──────── GIVEN TEXT

E-Handbook: Machine learning and bias concerns weigh on data scientists Article 1 of 4

Bias is the silent killer of well-intentioned algorithms

Bias in machine learning algorithms has come under scrutiny in countless applications, underscoring how much "silent AI" has permeated so many aspects of everyday life and influenced far-reaching, sea change decisions in business and society.

The issue of machine learning and bias has especially intensified with COVID-19 lockdowns and hospital bed count predictions, police and prison reforms, credit ratings, upcoming elections and even the use of language. Facebook CEO Mark Zuckerberg, AI Trends reported, "has promised that machine learning and AI will enable the company to combat the spread of hate speech, terrorist propaganda, and political misinformation across its platforms." First Amendment watchers are taking notice.

"Regulating AI is challenging, but industries will need to create standardization around development and certifications, as well as a set of professional standards for ethical AI usage," noted Gartner. The pressure is on companies to balance ethics with their need to fully realize machine learning's competitive advantages. "By 2024," IDC predicted, "the productivity gap will double between enterprises that deploy ML-enabled data management, integration and analysis to automate IT and analytics-related tasks and those that do not."

Well-intentioned data science warriors are working to address, correct, neutralize and eliminate bias. Attributed to a combination of human factors, bad data or a lack thereof, bias can taint predictive models and perpetuate social stereotypes by race, gender, age, location, economic status and ethnicity.

"There are a number of different kinds of bias, including sample bias, observer bias, exclusion bias, etc. These can creep in at various stages of the machine learning process," said Fern Halper, senior director of research, advanced analytics, at TDWI. "There is research going on regarding tools and algorithms to help with this." IBM's AI Fairness 360 open source toolkit, for example, includes a set of metrics for data sets and models that test for bias as well as algorithms that mitigate it.

This handbook examines the many forms of machine learning bias that affect the lives and livelihoods of individuals and businesses. We also take an inside look at the nuances of bias in predictive models and the methods to combat it as seen through the eyes of a veteran data scientist who deals with machine learning and bias every day. And responsible AI and human-centric machine learning may just be an answer to ensuring fair, balanced and realistic algorithms that can benefit everyone.

────────────────

--- EXERCISE GOAL ---
In the text on machine learning bias, list the characteristics by which bias can perpetuate social stereotypes. The data that follows has no connection to the machine learning bias text.

──────── RECORD EXCERPTS

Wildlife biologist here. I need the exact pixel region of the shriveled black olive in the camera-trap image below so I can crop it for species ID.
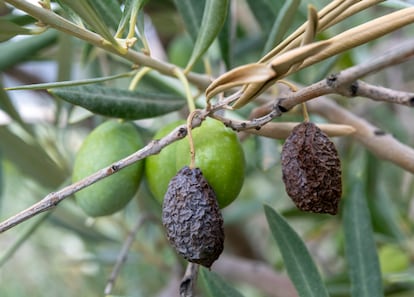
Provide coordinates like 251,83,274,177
162,166,224,267
281,122,342,215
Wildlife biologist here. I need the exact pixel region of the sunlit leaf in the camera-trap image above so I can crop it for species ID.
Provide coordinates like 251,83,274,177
186,0,228,71
264,205,330,297
200,267,243,297
60,0,120,44
48,85,186,120
218,1,235,69
343,177,384,297
88,0,122,30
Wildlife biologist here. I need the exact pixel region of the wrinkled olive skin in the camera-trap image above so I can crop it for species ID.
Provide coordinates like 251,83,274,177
146,118,245,208
72,121,143,217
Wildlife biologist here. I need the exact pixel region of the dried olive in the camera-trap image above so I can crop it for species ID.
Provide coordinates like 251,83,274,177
162,166,224,267
281,122,342,215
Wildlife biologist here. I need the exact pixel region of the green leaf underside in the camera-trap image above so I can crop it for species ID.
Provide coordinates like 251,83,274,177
48,85,186,120
264,205,329,297
200,267,243,297
343,179,384,297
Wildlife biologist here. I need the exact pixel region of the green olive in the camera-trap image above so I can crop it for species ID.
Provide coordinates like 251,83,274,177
72,121,143,217
145,118,245,208
145,120,185,204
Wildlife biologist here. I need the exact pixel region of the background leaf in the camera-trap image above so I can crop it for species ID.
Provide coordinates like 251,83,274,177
264,205,330,297
174,0,206,42
0,19,32,42
0,126,68,189
200,267,243,297
186,0,228,70
48,85,186,120
247,0,283,36
0,29,58,71
343,172,384,297
262,0,301,55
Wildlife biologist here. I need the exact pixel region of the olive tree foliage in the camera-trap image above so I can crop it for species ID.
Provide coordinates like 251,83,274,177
0,0,414,297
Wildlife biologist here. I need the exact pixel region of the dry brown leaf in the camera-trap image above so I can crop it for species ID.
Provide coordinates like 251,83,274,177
246,122,355,139
206,63,276,99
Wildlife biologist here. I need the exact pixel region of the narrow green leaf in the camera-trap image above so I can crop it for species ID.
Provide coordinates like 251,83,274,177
186,0,228,71
88,0,122,30
0,30,57,72
48,85,186,120
0,126,68,189
0,19,33,42
174,0,206,42
343,178,384,297
5,71,136,91
0,81,33,134
116,0,140,37
200,267,243,297
60,0,117,44
264,205,330,297
263,0,301,56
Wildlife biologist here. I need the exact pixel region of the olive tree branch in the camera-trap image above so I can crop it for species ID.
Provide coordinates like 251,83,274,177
5,0,210,90
0,123,189,233
212,40,414,131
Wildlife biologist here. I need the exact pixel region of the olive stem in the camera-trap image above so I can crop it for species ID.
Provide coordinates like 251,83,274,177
128,67,152,91
180,262,200,297
173,67,195,112
187,110,200,169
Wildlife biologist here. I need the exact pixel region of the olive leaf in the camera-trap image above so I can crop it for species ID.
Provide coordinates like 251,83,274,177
48,85,185,120
343,176,384,297
0,19,38,42
264,205,329,297
60,0,121,46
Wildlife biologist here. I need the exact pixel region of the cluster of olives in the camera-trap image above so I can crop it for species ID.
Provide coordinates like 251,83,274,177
73,118,342,267
73,119,245,267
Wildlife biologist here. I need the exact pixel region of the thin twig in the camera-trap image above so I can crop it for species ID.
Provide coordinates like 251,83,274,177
0,123,189,233
180,262,199,297
104,215,154,295
5,0,210,90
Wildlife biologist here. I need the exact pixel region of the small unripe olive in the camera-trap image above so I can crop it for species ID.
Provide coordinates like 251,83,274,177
145,120,185,204
72,121,143,217
145,118,245,208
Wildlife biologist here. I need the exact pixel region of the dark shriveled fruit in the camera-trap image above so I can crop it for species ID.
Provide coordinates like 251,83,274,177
162,166,224,267
281,122,342,215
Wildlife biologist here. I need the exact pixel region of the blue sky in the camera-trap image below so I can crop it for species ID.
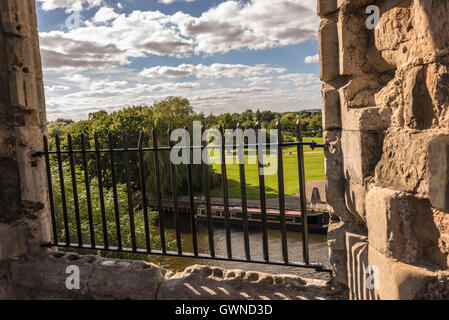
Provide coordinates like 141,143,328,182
37,0,321,120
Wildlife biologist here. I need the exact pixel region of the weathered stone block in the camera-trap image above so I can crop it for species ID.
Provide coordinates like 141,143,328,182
341,106,392,133
322,85,341,131
6,37,34,72
366,187,447,268
318,19,339,81
337,11,369,75
317,0,338,17
341,130,383,185
157,265,340,300
368,245,437,300
375,130,438,197
428,135,449,212
0,0,31,37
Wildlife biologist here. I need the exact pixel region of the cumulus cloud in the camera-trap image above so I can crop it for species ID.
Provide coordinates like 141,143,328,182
40,0,319,69
140,63,286,79
278,73,320,87
37,0,103,11
40,8,193,70
304,53,320,63
45,85,70,92
157,0,195,4
171,0,319,54
92,7,119,23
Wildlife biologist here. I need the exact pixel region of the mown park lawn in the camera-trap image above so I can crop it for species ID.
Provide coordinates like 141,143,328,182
212,138,324,200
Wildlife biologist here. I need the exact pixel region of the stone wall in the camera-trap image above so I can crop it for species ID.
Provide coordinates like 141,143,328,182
318,0,449,299
0,0,50,292
0,249,346,300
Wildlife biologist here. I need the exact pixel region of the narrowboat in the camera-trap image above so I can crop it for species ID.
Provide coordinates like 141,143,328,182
196,205,329,233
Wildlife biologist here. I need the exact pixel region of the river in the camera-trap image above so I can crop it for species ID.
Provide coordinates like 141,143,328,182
152,213,330,280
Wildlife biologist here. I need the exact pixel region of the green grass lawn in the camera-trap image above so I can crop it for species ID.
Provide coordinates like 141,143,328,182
212,138,324,199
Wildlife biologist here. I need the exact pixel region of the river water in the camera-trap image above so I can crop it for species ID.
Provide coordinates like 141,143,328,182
158,213,330,280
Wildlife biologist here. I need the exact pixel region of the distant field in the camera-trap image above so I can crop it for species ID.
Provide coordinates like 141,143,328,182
212,138,324,199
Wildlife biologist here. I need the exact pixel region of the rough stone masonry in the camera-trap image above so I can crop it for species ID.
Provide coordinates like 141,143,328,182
318,0,449,299
0,0,449,299
0,0,346,300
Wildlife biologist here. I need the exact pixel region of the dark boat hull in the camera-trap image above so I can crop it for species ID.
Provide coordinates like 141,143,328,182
196,213,328,233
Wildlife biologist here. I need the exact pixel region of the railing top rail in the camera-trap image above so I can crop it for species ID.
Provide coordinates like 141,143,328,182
32,141,326,157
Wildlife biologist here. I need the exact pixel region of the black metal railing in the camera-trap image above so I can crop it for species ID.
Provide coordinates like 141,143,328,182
34,121,330,272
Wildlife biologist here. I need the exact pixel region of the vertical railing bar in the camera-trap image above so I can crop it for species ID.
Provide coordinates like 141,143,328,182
94,132,109,250
81,133,95,248
108,132,123,250
237,123,251,260
122,132,137,251
168,129,182,255
218,125,232,259
138,131,151,252
296,120,310,264
201,126,215,258
184,127,198,256
44,136,58,243
256,122,270,262
67,133,83,247
152,129,167,253
56,136,70,246
276,121,288,264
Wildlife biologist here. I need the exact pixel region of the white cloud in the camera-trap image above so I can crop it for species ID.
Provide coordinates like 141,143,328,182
92,7,119,23
171,0,319,54
40,0,319,69
61,73,90,84
45,85,70,92
157,0,195,4
304,53,320,63
37,0,103,11
278,73,320,87
245,77,273,87
40,11,193,70
140,63,286,79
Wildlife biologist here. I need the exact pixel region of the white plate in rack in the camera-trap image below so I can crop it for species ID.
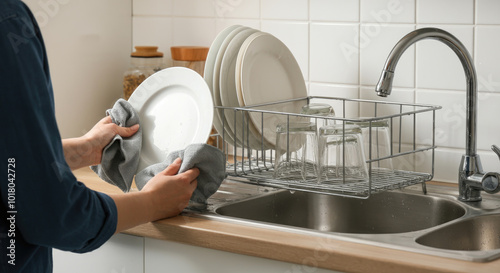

────────────────

--- REPLY TO THE EXERCISE ---
- race
- gender
- age
- location
- economic status
- ethnicity